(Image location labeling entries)
>> start
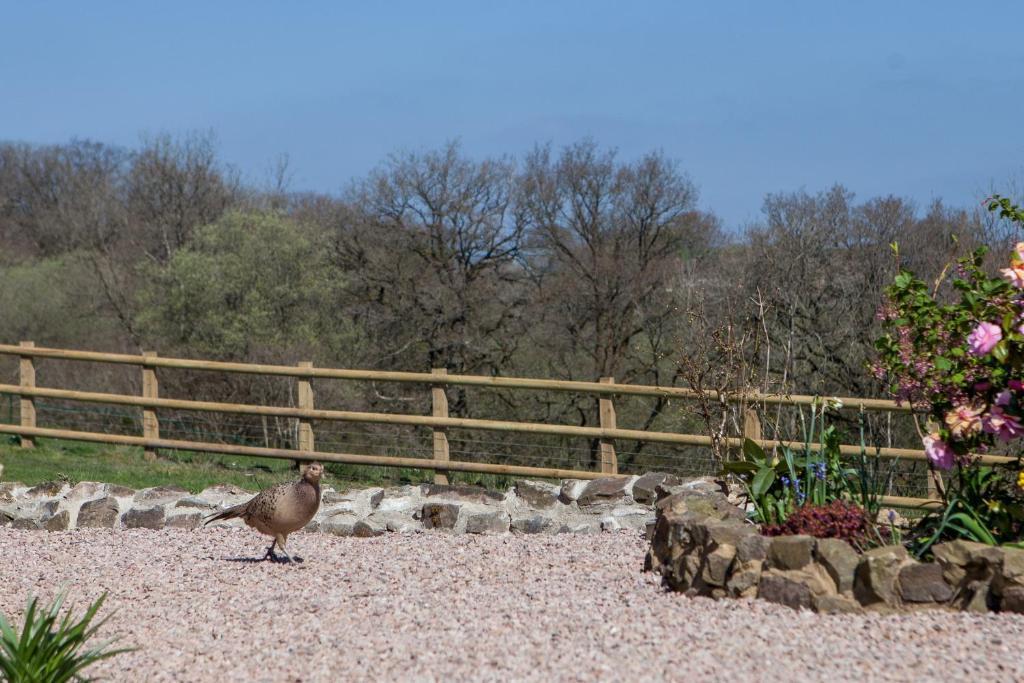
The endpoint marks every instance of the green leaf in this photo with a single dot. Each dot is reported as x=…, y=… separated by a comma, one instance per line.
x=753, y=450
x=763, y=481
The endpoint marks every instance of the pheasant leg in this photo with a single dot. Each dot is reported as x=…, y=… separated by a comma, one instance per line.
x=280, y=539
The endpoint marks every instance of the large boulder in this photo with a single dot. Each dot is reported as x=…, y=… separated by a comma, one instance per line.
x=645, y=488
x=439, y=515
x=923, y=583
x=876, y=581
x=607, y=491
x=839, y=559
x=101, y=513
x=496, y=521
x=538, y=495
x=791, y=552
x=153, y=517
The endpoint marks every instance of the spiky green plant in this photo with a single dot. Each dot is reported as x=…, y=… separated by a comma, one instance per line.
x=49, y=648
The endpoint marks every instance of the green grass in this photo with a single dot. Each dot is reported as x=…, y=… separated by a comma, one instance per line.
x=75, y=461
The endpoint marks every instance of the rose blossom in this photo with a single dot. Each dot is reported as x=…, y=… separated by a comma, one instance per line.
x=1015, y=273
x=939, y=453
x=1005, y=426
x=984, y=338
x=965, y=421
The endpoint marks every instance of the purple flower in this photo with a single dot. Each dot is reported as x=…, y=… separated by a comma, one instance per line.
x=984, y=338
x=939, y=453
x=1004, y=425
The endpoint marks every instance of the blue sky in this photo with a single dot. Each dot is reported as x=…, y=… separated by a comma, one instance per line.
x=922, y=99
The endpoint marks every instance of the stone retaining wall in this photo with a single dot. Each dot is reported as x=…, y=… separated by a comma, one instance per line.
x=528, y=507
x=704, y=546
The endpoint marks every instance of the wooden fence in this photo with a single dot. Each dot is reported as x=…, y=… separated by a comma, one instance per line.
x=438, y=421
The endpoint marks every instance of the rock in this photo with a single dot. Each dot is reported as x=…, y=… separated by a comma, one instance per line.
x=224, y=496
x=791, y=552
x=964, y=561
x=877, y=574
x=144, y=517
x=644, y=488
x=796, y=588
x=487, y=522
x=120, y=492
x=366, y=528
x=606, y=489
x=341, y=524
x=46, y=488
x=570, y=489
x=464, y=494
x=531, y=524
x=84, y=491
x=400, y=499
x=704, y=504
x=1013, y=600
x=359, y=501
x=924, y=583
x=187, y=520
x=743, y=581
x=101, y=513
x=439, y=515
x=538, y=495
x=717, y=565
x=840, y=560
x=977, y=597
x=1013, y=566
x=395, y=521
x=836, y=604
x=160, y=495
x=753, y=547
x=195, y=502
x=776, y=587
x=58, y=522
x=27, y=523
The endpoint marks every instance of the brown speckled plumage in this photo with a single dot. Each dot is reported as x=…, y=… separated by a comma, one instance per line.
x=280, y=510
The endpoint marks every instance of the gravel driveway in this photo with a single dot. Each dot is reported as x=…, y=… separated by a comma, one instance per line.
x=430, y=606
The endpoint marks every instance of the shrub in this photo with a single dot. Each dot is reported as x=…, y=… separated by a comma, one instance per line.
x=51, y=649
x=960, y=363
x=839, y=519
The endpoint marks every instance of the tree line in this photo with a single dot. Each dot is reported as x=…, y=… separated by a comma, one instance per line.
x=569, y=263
>> end
DIRECTION ▸
Rewrite the records from the line with "The endpoint marks every instance of the blue" to the line with "x=922, y=99", keeping the request line and moving each answer coordinate by adding 43 to both its x and y values.

FINAL RESULT ▸
The endpoint marks every instance of the blue sky in this photo with a single dot. Each dot is reported as x=…, y=… separated by a comma, one instance per line.
x=965, y=142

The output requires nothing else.